• **Raw records**

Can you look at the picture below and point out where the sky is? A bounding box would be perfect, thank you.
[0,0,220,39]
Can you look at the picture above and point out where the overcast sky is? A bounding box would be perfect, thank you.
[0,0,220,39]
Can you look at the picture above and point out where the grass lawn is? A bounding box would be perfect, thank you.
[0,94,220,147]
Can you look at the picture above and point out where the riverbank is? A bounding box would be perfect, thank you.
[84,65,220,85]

* * *

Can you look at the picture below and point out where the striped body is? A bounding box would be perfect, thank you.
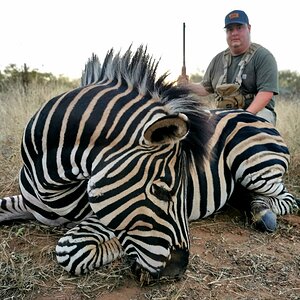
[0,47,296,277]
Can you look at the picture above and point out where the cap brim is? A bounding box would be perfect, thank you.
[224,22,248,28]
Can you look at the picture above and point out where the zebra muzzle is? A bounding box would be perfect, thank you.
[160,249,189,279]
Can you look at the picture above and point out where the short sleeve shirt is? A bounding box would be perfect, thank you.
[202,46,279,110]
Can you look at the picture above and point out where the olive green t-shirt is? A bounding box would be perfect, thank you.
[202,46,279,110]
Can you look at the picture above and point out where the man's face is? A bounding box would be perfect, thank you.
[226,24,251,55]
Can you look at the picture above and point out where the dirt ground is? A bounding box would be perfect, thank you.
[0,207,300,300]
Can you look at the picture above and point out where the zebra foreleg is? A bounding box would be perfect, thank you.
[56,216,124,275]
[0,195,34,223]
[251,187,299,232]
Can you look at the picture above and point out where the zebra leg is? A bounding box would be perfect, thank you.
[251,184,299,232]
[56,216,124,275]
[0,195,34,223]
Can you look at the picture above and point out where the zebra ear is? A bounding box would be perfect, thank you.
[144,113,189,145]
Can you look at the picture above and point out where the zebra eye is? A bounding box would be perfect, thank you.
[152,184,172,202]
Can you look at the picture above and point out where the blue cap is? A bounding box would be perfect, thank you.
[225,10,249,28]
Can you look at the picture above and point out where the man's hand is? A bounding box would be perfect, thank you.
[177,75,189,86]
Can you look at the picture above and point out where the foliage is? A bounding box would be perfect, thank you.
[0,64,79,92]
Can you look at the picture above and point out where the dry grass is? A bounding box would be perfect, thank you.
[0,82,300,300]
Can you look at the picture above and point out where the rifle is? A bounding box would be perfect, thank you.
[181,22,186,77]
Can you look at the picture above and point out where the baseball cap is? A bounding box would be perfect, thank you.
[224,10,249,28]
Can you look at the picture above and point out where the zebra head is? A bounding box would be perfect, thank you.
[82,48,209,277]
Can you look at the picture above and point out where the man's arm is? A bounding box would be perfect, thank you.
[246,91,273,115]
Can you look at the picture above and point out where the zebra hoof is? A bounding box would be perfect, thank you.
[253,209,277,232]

* * *

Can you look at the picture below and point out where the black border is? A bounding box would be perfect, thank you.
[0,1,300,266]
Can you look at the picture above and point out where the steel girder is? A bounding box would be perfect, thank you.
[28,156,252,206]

• **What the exercise asks**
Copy word for word the lines of the records from the line with "where the sky" to the line with "[0,94,220,147]", including both of those lines.

• **Answer for this exercise**
Can you look at the picture below and point out where the sky is? A bounding box would be perfect, thank you.
[0,0,220,39]
Can you look at the picture above and point out where the overcast sky is? A bounding box would be perfect, thank you.
[0,0,220,39]
Can you look at the picture above and point out where the grass lawn is? A bounding box would be perfect, thank you.
[0,94,220,147]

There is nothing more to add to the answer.